→ Task description
All records must be restated word for word.

→ Source records
-------------------------
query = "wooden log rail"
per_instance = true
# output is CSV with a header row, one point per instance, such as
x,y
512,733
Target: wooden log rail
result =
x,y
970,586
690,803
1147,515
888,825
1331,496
-------------------------
→ Written solution
query = "wooden log rail"
per_instance = true
# output is CSV with a header row, one point per instance, such as
x,y
512,733
Target: wooden log rail
result =
x,y
970,586
690,803
1147,515
888,825
1331,496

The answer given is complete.